** begin Records provided **

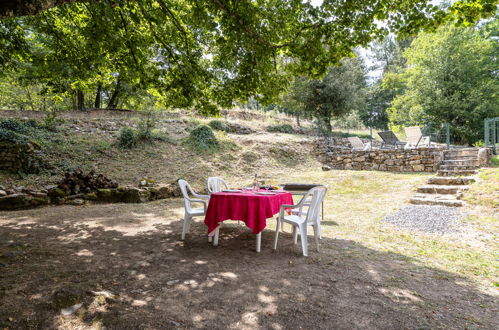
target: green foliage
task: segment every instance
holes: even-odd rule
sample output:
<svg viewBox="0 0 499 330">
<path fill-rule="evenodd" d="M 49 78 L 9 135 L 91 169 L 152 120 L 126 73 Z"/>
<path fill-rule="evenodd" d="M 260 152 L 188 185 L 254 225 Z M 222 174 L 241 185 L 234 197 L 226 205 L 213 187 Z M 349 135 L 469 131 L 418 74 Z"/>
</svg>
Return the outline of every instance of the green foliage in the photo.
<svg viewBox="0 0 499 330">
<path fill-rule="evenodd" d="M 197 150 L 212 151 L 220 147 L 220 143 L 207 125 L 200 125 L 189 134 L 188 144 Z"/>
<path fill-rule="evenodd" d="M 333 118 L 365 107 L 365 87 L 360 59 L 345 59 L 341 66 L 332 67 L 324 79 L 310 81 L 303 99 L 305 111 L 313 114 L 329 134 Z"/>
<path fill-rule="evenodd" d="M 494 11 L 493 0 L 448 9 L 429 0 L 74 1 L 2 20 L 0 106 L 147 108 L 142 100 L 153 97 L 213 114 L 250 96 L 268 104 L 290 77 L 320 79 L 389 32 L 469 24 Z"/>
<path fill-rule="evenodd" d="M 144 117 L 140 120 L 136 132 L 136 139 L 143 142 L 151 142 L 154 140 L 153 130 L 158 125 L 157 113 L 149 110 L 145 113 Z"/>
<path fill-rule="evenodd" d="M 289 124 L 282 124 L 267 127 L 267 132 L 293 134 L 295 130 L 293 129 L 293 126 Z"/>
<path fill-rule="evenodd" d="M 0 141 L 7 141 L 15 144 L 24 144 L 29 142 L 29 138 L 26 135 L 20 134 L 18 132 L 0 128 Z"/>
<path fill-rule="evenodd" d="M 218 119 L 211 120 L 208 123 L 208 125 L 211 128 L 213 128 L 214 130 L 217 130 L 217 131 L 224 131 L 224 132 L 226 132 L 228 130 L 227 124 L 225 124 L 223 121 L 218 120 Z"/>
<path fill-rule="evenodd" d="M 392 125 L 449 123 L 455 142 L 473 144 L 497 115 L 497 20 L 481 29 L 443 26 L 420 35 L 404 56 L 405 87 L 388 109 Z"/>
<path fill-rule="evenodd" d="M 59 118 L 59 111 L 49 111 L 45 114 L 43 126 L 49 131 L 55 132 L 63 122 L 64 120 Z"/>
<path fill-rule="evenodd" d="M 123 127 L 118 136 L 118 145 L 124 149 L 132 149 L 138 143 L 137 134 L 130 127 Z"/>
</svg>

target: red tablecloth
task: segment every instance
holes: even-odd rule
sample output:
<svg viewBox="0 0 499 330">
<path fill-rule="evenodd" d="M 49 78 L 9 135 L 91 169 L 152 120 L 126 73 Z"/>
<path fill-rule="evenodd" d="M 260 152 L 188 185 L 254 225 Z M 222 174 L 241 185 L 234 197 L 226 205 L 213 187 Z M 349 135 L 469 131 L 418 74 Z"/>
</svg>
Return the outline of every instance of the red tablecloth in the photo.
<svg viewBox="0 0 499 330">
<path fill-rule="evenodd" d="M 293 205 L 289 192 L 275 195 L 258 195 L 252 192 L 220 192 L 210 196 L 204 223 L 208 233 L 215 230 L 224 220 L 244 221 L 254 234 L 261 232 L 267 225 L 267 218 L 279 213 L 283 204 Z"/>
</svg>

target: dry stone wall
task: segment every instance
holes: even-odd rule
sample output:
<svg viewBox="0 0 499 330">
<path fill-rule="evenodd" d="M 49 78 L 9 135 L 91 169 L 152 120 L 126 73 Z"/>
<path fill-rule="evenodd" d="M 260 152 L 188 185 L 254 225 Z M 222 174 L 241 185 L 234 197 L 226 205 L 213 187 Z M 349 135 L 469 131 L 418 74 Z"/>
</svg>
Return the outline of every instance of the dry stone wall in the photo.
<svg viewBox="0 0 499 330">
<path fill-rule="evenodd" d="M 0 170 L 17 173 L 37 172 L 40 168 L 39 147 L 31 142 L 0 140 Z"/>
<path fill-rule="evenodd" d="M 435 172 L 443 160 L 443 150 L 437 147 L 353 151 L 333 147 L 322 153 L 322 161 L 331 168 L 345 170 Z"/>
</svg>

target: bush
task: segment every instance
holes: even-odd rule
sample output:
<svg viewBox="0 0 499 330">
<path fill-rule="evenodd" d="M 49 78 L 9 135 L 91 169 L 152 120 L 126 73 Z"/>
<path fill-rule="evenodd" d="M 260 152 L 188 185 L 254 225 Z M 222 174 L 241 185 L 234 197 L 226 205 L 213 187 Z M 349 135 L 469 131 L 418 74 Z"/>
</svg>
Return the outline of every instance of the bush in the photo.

** end Records provided **

- Description of the task -
Print all of the entries word for word. Skip any images they contain.

- Solution to this exercise -
target: green foliage
task: segment every instance
holes: even-odd rule
sample output:
<svg viewBox="0 0 499 330">
<path fill-rule="evenodd" d="M 49 78 L 9 135 L 91 169 L 152 120 L 126 73 Z"/>
<path fill-rule="evenodd" d="M 260 152 L 188 185 L 254 225 Z M 222 174 L 241 185 L 234 197 L 226 205 L 213 187 Z M 349 135 L 469 131 L 418 74 Z"/>
</svg>
Return the outline of every instance of the green foliage in the photo.
<svg viewBox="0 0 499 330">
<path fill-rule="evenodd" d="M 197 150 L 212 151 L 220 147 L 220 143 L 207 125 L 200 125 L 189 134 L 188 144 Z"/>
<path fill-rule="evenodd" d="M 333 118 L 365 107 L 365 87 L 360 59 L 345 59 L 341 66 L 332 67 L 324 79 L 310 81 L 303 99 L 305 111 L 313 114 L 329 134 Z"/>
<path fill-rule="evenodd" d="M 494 11 L 493 0 L 448 9 L 429 0 L 74 1 L 2 20 L 0 106 L 147 108 L 142 100 L 153 97 L 213 114 L 250 96 L 268 104 L 290 77 L 320 79 L 389 32 L 469 24 Z"/>
<path fill-rule="evenodd" d="M 144 117 L 140 120 L 136 132 L 136 139 L 143 142 L 151 142 L 154 140 L 153 130 L 158 125 L 157 113 L 149 110 L 145 113 Z"/>
<path fill-rule="evenodd" d="M 289 124 L 282 124 L 267 127 L 267 132 L 293 134 L 295 130 L 293 129 L 293 126 Z"/>
<path fill-rule="evenodd" d="M 0 141 L 7 141 L 15 144 L 24 144 L 29 142 L 29 138 L 26 135 L 20 134 L 18 132 L 0 128 Z"/>
<path fill-rule="evenodd" d="M 218 119 L 211 120 L 208 123 L 208 125 L 211 128 L 213 128 L 214 130 L 217 130 L 217 131 L 224 131 L 224 132 L 226 132 L 228 130 L 227 124 L 225 124 L 223 121 L 218 120 Z"/>
<path fill-rule="evenodd" d="M 392 125 L 449 123 L 455 142 L 473 144 L 497 115 L 497 20 L 481 29 L 443 26 L 420 35 L 404 56 L 405 87 L 388 109 Z"/>
<path fill-rule="evenodd" d="M 59 118 L 59 111 L 49 111 L 45 114 L 43 126 L 49 131 L 55 132 L 63 122 L 64 120 Z"/>
<path fill-rule="evenodd" d="M 123 127 L 118 136 L 118 145 L 124 149 L 132 149 L 138 143 L 137 134 L 130 127 Z"/>
</svg>

target: red tablecloth
task: segment every instance
holes: even-odd rule
sample output:
<svg viewBox="0 0 499 330">
<path fill-rule="evenodd" d="M 49 78 L 9 135 L 91 169 L 152 120 L 126 73 Z"/>
<path fill-rule="evenodd" d="M 260 152 L 188 185 L 254 225 Z M 222 174 L 241 185 L 234 197 L 226 205 L 213 187 Z M 349 135 L 469 131 L 418 74 Z"/>
</svg>
Return the outline of every instance of the red tablecloth in the photo.
<svg viewBox="0 0 499 330">
<path fill-rule="evenodd" d="M 293 205 L 289 192 L 275 195 L 258 195 L 252 192 L 220 192 L 210 196 L 204 223 L 208 233 L 215 230 L 224 220 L 244 221 L 254 234 L 261 232 L 267 225 L 267 218 L 279 213 L 283 204 Z"/>
</svg>

target: dry stone wall
task: segment every instance
holes: even-odd rule
sample output:
<svg viewBox="0 0 499 330">
<path fill-rule="evenodd" d="M 49 78 L 9 135 L 91 169 L 152 120 L 126 73 Z"/>
<path fill-rule="evenodd" d="M 260 152 L 188 185 L 254 225 Z M 222 174 L 241 185 L 234 197 L 226 205 L 213 187 Z M 349 135 L 469 131 L 418 74 Z"/>
</svg>
Return the outline of every instance of the dry stone wall in the photo.
<svg viewBox="0 0 499 330">
<path fill-rule="evenodd" d="M 0 170 L 17 173 L 37 172 L 40 168 L 39 147 L 31 142 L 0 140 Z"/>
<path fill-rule="evenodd" d="M 435 172 L 443 160 L 443 150 L 437 147 L 353 151 L 333 147 L 322 153 L 322 161 L 331 168 L 345 170 Z"/>
</svg>

target: bush
task: segment every instance
holes: even-odd rule
sample output:
<svg viewBox="0 0 499 330">
<path fill-rule="evenodd" d="M 49 78 L 9 135 L 91 169 L 152 120 L 126 73 Z"/>
<path fill-rule="evenodd" d="M 260 152 L 188 185 L 254 225 Z M 222 174 L 241 185 L 234 197 L 226 205 L 213 187 Z M 349 135 L 469 131 L 418 74 Z"/>
</svg>
Return the outline of every instance of the bush in the photo.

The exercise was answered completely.